- Excerpted data
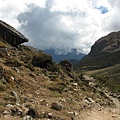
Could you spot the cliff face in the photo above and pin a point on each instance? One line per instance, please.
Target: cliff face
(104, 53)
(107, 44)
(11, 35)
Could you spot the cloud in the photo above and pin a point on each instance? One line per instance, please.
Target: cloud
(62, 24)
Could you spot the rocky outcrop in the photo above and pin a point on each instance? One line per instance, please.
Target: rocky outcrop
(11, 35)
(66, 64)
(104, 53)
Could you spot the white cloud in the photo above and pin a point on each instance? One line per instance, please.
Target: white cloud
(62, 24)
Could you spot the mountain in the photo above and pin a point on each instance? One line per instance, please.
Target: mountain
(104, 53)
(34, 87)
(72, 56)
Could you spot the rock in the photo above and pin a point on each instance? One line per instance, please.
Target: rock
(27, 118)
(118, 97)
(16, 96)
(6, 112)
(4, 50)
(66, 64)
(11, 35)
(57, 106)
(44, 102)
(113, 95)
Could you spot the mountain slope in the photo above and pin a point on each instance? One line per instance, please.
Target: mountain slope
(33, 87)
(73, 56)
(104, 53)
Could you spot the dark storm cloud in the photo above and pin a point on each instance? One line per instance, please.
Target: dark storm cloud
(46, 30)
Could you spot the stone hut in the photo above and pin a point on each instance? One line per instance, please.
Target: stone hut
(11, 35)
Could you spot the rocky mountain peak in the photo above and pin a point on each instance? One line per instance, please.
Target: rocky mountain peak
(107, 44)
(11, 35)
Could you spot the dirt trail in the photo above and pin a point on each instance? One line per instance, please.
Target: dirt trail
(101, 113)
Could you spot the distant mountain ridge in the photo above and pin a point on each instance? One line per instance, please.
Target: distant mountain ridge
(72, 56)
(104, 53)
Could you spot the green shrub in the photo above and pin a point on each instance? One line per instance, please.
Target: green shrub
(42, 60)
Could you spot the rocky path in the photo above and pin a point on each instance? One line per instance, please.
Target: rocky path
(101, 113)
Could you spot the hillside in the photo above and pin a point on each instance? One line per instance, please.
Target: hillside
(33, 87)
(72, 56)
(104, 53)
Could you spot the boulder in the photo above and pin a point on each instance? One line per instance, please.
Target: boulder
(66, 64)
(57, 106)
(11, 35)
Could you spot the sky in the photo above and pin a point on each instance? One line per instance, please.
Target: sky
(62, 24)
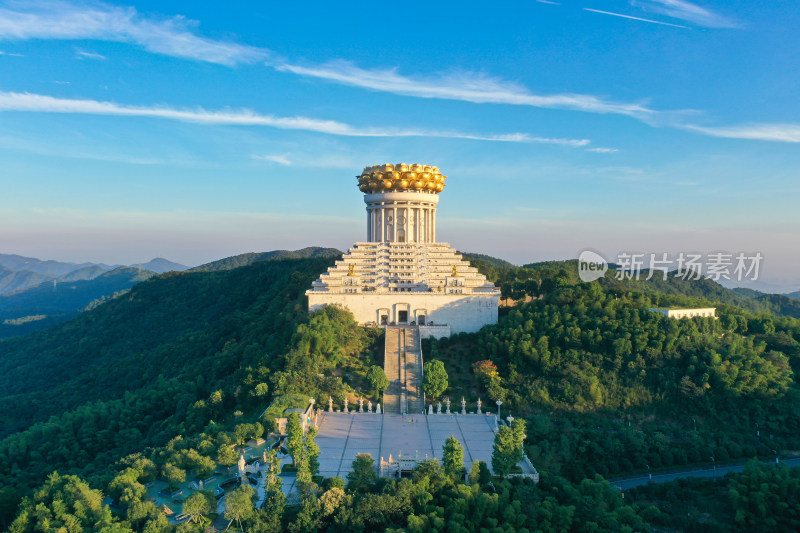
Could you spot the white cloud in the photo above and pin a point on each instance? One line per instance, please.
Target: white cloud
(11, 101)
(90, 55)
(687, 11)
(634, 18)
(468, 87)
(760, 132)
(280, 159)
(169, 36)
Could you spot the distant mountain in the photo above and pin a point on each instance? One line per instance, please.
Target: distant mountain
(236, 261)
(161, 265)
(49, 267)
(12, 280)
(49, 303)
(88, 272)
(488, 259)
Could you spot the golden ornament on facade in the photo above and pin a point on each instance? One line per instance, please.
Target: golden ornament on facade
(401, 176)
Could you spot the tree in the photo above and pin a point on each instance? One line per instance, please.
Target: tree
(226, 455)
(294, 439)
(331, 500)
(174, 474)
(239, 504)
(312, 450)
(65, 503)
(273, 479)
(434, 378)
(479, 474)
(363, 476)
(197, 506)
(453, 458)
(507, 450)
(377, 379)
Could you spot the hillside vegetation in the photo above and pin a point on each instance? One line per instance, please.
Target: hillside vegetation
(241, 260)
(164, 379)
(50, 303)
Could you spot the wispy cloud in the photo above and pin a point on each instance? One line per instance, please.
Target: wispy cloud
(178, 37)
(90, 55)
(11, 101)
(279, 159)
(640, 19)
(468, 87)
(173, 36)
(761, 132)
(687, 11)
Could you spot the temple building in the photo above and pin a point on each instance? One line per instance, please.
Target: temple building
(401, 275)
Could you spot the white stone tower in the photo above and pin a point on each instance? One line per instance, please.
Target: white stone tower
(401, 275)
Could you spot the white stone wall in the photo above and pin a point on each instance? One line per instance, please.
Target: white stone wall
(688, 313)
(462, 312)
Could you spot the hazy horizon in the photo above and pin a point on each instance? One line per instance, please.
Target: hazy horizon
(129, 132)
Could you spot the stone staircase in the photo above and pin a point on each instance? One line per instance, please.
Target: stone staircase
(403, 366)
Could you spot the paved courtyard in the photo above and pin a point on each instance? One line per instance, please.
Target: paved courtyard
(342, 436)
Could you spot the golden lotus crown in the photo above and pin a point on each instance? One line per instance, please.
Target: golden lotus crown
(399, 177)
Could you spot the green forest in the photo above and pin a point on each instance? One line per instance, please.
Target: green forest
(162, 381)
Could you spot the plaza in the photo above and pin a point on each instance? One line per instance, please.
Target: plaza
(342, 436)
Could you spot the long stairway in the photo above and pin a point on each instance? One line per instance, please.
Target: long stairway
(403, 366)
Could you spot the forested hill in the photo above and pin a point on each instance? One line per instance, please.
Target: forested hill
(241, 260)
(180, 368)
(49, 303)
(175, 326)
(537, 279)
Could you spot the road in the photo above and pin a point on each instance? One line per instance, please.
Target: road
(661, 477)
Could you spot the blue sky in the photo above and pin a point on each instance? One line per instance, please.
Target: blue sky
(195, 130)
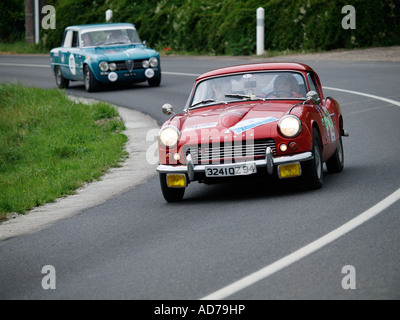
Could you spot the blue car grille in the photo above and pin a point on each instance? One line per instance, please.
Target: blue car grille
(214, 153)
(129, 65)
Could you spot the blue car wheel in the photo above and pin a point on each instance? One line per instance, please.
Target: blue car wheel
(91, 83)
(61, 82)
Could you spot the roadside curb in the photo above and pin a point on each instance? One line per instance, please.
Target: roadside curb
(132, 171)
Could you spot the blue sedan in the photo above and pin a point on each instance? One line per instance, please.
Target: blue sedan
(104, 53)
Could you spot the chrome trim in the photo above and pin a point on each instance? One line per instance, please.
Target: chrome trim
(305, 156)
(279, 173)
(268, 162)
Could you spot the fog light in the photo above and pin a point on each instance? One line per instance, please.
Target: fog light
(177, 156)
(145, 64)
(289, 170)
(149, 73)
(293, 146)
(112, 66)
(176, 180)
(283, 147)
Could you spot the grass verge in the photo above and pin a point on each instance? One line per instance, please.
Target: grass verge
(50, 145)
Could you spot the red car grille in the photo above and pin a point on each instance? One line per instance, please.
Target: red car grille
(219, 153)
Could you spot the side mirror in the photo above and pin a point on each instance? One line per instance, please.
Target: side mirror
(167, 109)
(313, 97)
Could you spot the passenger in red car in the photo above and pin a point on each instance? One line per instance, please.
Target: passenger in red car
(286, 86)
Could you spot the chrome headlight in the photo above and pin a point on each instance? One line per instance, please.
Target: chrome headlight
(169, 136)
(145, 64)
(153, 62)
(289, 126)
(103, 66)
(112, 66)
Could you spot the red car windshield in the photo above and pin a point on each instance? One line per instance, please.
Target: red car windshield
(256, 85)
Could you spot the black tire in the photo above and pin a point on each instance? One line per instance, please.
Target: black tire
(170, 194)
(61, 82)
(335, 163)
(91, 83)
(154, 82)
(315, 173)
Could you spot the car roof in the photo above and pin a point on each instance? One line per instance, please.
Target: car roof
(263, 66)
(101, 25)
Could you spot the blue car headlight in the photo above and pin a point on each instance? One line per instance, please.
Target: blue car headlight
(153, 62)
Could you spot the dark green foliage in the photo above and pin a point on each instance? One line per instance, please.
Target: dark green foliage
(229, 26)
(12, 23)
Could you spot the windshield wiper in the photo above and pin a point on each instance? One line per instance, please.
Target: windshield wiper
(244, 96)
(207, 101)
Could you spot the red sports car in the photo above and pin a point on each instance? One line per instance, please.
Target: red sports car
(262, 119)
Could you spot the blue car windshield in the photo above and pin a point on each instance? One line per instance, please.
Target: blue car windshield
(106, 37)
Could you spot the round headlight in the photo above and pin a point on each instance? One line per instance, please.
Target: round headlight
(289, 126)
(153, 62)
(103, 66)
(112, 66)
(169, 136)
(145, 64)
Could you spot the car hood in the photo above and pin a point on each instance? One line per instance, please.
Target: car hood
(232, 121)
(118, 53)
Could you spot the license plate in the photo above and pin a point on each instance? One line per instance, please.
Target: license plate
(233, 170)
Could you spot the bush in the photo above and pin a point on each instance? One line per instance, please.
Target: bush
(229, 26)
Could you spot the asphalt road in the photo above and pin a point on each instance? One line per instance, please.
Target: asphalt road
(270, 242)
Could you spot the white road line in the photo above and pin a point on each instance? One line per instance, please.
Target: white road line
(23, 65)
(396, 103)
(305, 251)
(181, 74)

- Activity
Taking the entries above, restate exactly those lines that fall between the line with "Target: rocky path" and the line with "Could you spot the sky", keeping both of those lines too.

- Result
Target: rocky path
(101, 113)
Could you spot the hillside in the photo above and pin a point on each instance? One line per instance, please.
Target: hillside
(33, 87)
(72, 56)
(104, 53)
Could you spot the boulder in the photo above and pin a point on each instance? One line per instance, please.
Target: boulder
(66, 64)
(57, 106)
(11, 35)
Could you spot the sky in the photo above and pin a point on each instance? One line per instance, please.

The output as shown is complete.